**CONSIGNES**:
A. D'après l'article sur le Grand marais d'Étaing, combien d'espèces de plantes l'espace naturel comprend-il au bout de quinze ans ?
B. Reproduisez à l'identique le passage de l'article sur le Grand marais d'Étaing allant de « Un terrain agricole » à « espace naturel sensible. ».

**EXTRAIT DU TEXTE**:
Un terrain agricole reconverti en espace naturel
Espaces naturels n°37 - janvier 2012
Bruno Cossement
Eden62
Christian Ringot
Eden62
Dominique Derout
Eden62
À l’est du Pas-de-Calais renaît le Grand marais : une zone humide sur la commune d’Étaing. Modalités de reconquête d’un espace agricole.
Avec ses dix hectares, le Grand marais d’Étaing n’est pas si grand que cela. Cet ancien marais tourbeux fut asséché pour y développer une agriculture intensive de maïs, blé et betterave à sucre. Dans les années 1980 pourtant, cette zone est incluse dans une Znieff de type II. Et, quand en 1994, le conseil général du Pas-de-Calais et la commune d’Étaing en font l’acquisition, c’est pour le convertir en un espace naturel sensible.
En quinze ans, le site est passé d’un contexte agricole accueillant soixante-quinze espèces de plantes à un espace naturel comprenant cent soixante-treize espèces, dont deux protégées au niveau régional.
Réhabilitation. Les travaux sont entrepris en 1998. Ils consistent à retrouver un milieu plus humide pour favoriser l’apparition de prairies hygrophiles. L’ancien système de drainage mis en place pour le développement des cultures est supprimé : les sorties de drains vers les fossés entourant le site sont neutralisées. La végétation spontanée est ensuite entretenue par fauche exportatrice une à deux fois par an. Une mare de 5 600 m2 est également créée pour l’accueil des amphibiens et des oiseaux d’eau.

**LIGNES DE DONNÉES**:

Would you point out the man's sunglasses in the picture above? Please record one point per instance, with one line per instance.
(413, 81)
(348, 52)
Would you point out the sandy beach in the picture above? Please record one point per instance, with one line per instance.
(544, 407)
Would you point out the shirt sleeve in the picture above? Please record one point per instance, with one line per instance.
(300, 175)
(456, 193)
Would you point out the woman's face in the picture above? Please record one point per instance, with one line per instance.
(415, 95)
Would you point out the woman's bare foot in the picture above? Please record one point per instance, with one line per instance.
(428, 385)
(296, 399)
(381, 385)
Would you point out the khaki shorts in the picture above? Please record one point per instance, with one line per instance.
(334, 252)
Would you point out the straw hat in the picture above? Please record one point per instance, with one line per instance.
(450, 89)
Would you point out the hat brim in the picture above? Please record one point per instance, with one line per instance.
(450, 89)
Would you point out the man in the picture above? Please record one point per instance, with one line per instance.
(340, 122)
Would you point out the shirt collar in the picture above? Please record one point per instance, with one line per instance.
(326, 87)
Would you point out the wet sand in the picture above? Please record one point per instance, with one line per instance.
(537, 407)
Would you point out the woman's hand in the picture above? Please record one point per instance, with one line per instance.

**RÉPONSES ATTENDUES**:
A. Cent soixante-treize espèces, dont deux protégées au niveau régional.

B.
Un terrain agricole reconverti en espace naturel
Espaces naturels n°37 - janvier 2012
Bruno Cossement
Eden62
Christian Ringot
Eden62
Dominique Derout
Eden62
À l’est du Pas-de-Calais renaît le Grand marais : une zone humide sur la commune d’Étaing. Modalités de reconquête d’un espace agricole.
Avec ses dix hectares, le Grand marais d’Étaing n’est pas si grand que cela. Cet ancien marais tourbeux fut asséché pour y développer une agriculture intensive de maïs, blé et betterave à sucre. Dans les années 1980 pourtant, cette zone est incluse dans une Znieff de type II. Et, quand en 1994, le conseil général du Pas-de-Calais et la commune d’Étaing en font l’acquisition, c’est pour le convertir en un espace naturel sensible.